Written instruction ::
Repeat the lines below word for word, starting at the very first line and ending at the line that contains "x=516, y=431", both included. Leave the pictures out of your answer.

Items stored from a collection

* START *

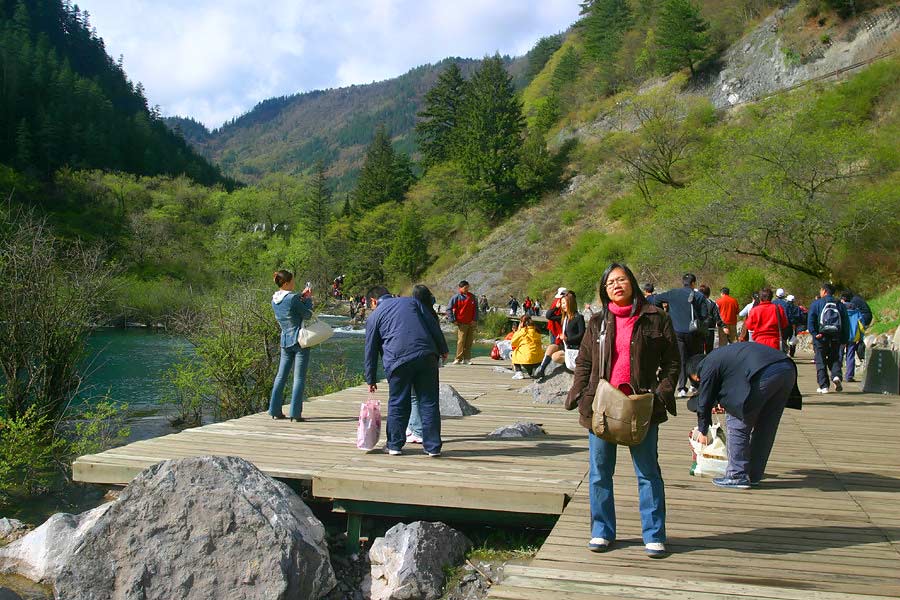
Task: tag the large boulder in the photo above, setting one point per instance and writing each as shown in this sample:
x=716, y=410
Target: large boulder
x=408, y=562
x=205, y=527
x=552, y=389
x=454, y=405
x=516, y=431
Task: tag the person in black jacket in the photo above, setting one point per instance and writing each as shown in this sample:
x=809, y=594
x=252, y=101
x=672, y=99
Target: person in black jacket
x=685, y=306
x=754, y=383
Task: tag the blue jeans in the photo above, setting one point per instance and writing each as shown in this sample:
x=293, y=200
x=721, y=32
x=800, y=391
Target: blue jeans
x=749, y=440
x=297, y=358
x=415, y=418
x=421, y=375
x=651, y=489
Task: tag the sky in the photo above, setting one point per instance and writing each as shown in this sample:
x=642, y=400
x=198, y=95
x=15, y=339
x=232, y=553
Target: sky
x=215, y=59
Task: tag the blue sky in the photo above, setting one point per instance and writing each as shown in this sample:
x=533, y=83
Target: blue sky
x=215, y=59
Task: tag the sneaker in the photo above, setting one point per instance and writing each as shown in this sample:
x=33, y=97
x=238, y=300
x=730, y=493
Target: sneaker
x=732, y=482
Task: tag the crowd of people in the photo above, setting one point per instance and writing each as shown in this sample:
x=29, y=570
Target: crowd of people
x=639, y=344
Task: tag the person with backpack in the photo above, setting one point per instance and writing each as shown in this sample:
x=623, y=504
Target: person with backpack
x=856, y=321
x=630, y=344
x=829, y=326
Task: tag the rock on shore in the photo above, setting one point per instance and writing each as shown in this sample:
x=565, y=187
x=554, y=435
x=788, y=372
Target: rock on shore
x=206, y=527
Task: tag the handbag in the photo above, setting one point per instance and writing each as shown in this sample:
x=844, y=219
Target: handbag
x=314, y=332
x=619, y=418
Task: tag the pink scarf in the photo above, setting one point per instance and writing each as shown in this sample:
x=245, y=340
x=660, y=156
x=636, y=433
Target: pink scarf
x=621, y=358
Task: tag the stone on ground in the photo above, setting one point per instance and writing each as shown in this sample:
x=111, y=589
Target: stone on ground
x=408, y=562
x=454, y=405
x=204, y=527
x=517, y=431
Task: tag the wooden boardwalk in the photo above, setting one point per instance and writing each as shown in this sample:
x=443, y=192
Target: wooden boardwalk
x=825, y=525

* END *

Result below ::
Task: tag the large boulder in the photo above, setting one point per instance and writing each as shown in this sample:
x=716, y=410
Target: large boulder
x=408, y=562
x=205, y=527
x=552, y=389
x=454, y=405
x=516, y=431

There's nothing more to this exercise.